* Text shown
The East Link (Ostlänken) is a high-speed railway project under construction in Sweden, intended to run from Södertälje (just south of Stockholm) to Linköping.

==Background==
The time plan was originally to start building by 2017, with the goal of trains becoming operational in 2033–2035. The construction cost for the new 160-kilometre railway was calculated to be 30 billion SEK in 2012. A detailed plan from the Swedish rail administration was published in December 2008; the Swedish government gave the go ahead in August 2012. In 2019, Swedish infrastructure manager Trafikverket commissioned Ramboll and Atkins to research and design the railway.

==Speed==
The railway will be built to allow train speeds of 250 km/h. It was originally planned for speeds up to 320 km/h. In 2018, the Swedish Transport Administration decided that the line instead would be designed for speeds up to 250 km/h, citing reduced costs (by 11 billion SEK, from 65 billion to 54 billion). However, this required 1–2 years of adjusting the original plans.

==Route==
Long-distance trains would call at Stockholm Central Station and Södertälje syd railway station before joining the new line, on which there would be an intermediate stop at Norrköping, and reach Linköping about 40 minutes faster than by the existing line. Between Södertälje and Norrköping, regional trains would make additional stops at Vagnhärad and Skavsta Airport, and make a brief detour onto the existing line to Nyköping.

==Future expansion==
In a little more distant future, a new railway connecting Linköping-Gothenburg via Jönköping is planned, called Götalandsbanan. Together, the Ostlänken and Götalandsbanan railways would allow trains to travel between Stockholm-Gothenburg in under two hours.

* Source material
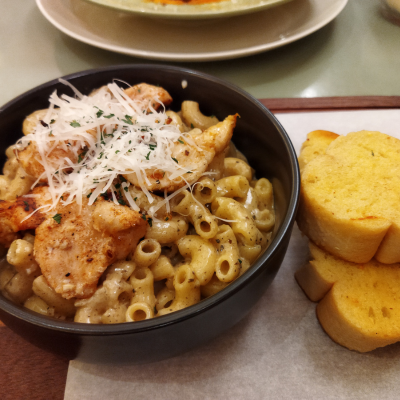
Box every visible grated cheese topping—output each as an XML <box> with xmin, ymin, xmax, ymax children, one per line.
<box><xmin>17</xmin><ymin>80</ymin><xmax>194</xmax><ymax>216</ymax></box>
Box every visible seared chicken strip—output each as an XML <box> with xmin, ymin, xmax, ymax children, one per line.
<box><xmin>0</xmin><ymin>187</ymin><xmax>49</xmax><ymax>247</ymax></box>
<box><xmin>0</xmin><ymin>187</ymin><xmax>147</xmax><ymax>299</ymax></box>
<box><xmin>34</xmin><ymin>200</ymin><xmax>147</xmax><ymax>299</ymax></box>
<box><xmin>125</xmin><ymin>115</ymin><xmax>237</xmax><ymax>193</ymax></box>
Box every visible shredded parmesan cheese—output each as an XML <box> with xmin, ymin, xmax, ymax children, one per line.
<box><xmin>18</xmin><ymin>80</ymin><xmax>194</xmax><ymax>216</ymax></box>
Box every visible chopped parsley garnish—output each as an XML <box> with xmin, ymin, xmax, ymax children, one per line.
<box><xmin>70</xmin><ymin>120</ymin><xmax>81</xmax><ymax>128</ymax></box>
<box><xmin>53</xmin><ymin>214</ymin><xmax>62</xmax><ymax>224</ymax></box>
<box><xmin>122</xmin><ymin>115</ymin><xmax>133</xmax><ymax>125</ymax></box>
<box><xmin>78</xmin><ymin>151</ymin><xmax>86</xmax><ymax>164</ymax></box>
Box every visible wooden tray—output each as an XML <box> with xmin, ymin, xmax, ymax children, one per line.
<box><xmin>0</xmin><ymin>96</ymin><xmax>400</xmax><ymax>400</ymax></box>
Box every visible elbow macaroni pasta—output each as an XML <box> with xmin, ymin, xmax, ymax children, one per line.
<box><xmin>0</xmin><ymin>90</ymin><xmax>275</xmax><ymax>324</ymax></box>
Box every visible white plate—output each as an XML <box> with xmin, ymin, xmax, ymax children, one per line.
<box><xmin>83</xmin><ymin>0</ymin><xmax>292</xmax><ymax>20</ymax></box>
<box><xmin>36</xmin><ymin>0</ymin><xmax>348</xmax><ymax>61</ymax></box>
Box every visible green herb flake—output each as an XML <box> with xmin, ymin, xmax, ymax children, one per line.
<box><xmin>70</xmin><ymin>120</ymin><xmax>81</xmax><ymax>128</ymax></box>
<box><xmin>122</xmin><ymin>115</ymin><xmax>133</xmax><ymax>125</ymax></box>
<box><xmin>53</xmin><ymin>214</ymin><xmax>62</xmax><ymax>224</ymax></box>
<box><xmin>78</xmin><ymin>151</ymin><xmax>86</xmax><ymax>164</ymax></box>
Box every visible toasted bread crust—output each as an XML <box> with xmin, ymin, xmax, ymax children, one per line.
<box><xmin>295</xmin><ymin>242</ymin><xmax>400</xmax><ymax>352</ymax></box>
<box><xmin>297</xmin><ymin>131</ymin><xmax>400</xmax><ymax>264</ymax></box>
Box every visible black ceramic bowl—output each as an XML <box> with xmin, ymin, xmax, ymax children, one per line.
<box><xmin>0</xmin><ymin>65</ymin><xmax>300</xmax><ymax>363</ymax></box>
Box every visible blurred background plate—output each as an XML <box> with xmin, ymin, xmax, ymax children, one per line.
<box><xmin>86</xmin><ymin>0</ymin><xmax>292</xmax><ymax>19</ymax></box>
<box><xmin>36</xmin><ymin>0</ymin><xmax>348</xmax><ymax>61</ymax></box>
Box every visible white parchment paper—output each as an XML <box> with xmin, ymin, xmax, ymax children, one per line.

* Problems to work on
A. In the East Link text, replace "under construction" with "being built" throughout the passage starting with "The East Link" and going on through "Stockholm) to Linköping.".
B. Answer these questions from the East Link text.
(i) In what month and year did the Swedish government give the go ahead?
(ii) What top speed was the railway originally planned for?
(iii) What is the planned railway connecting Linköping and Gothenburg via Jönköping called?
The data is not needed for any of the work here.

* Answers by item number
A.
The East Link (Ostlänken) is a high-speed railway project being built in Sweden, intended to run from Södertälje (just south of Stockholm) to Linköping.

B.
(i) August 2012
(ii) 320 km/h
(iii) Götalandsbanan